__Provided passage__
Users are engaging three times more with video and voice calling on the matrimony platform, while the average duration per-call has increased two-folds as the coronavirus pandemic has forced people to stay indoors and practice social distancing.

Almost half the respondents (44 per cent) agreed that their first ideal video call meeting would be a heart-to-heart conversation about the things that truly matter, while 29 per cent said a “light chat over coffee” is the best for a first virtual date. People also showed preference for watching a movie or a series together, playing online games, and even chilling over dinner and drinks virtually.
“Social-distancing has resulted in numerous consumer behavioral changes, and the process of finding a soulmate is being taken over by virtual meet-ups. The platform has witnessed a 60 per cent hike in the number of voice and video calls in this lockdown period (as compared to the 11-week prior average),” Rohan Mathur, Business Head at, said.
He added that 52 per cent of the survey respondents confirmed that they will continue to meet prospective partners over video calls even in a post coronavirus world, indicating a new-normal for online matrimony portals.
Post lockdown, the total time spent by users on voice and video calls has increased three times.
The survey found video calling with a prospect is more about quality conversations than visual appearances on camera. About 33 per cent respondents said they pen down conversational cues as a key preparation, whereas 18 per cent respondents said they make sure they look camera-ready when asked about how they prepare themselves for a video call with their prospective match.

While meeting for the first time with their prospective partner over a video call, 47 per cent respondents said they focus on discussions while 28 per cent said they notice the aesthetics – how the prospect carries himself/herself and how they look and speak.
The survey found half the respondents saying they would like to upload a video on their profiles to bring out their personalities.

__Assigned task 1__
Do these statements agree with the matrimony video-calling article? (a) 44 per cent of respondents said their ideal first video call meeting would be a heart-to-heart conversation. (b) More respondents said they make sure they look camera-ready than said they pen down conversational cues. (c) Half the respondents said they would like to upload a video on their profiles. Answer yes or no for each, and quote the article's deciding words.
__Assigned task 2__
Write out the matrimony video-calling article from "The survey found video" up to and including "their prospective match.".
These records come from a separate source.

(Records from a data source)
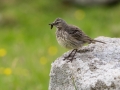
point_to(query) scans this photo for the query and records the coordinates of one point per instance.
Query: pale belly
(66, 41)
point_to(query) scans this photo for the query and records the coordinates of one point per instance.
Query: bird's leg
(70, 55)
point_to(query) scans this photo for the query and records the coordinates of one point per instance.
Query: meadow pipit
(70, 36)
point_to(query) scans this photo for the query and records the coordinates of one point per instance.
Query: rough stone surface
(96, 69)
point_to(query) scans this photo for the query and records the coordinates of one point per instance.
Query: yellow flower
(43, 60)
(2, 52)
(52, 50)
(79, 14)
(7, 71)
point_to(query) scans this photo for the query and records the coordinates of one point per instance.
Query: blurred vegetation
(28, 46)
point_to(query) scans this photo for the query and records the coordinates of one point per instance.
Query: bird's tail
(94, 41)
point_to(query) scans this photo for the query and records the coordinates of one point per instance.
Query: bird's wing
(79, 35)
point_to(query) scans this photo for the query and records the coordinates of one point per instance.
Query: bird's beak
(52, 24)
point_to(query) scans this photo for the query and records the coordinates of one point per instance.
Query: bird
(70, 36)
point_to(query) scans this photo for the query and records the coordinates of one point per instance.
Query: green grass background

__Output 1__
(a) Yes: "Almost half the respondents (44 per cent) agreed that their first ideal video call meeting would be a heart-to-heart conversation about the things that truly matter"
(b) No: "About 33 per cent respondents said they pen down conversational cues as a key preparation, whereas 18 per cent respondents said they make sure they look camera-ready"
(c) Yes: "The survey found half the respondents saying they would like to upload a video on their profiles to bring out their personalities."

__Output 2__
The survey found video calling with a prospect is more about quality conversations than visual appearances on camera. About 33 per cent respondents said they pen down conversational cues as a key preparation, whereas 18 per cent respondents said they make sure they look camera-ready when asked about how they prepare themselves for a video call with their prospective match.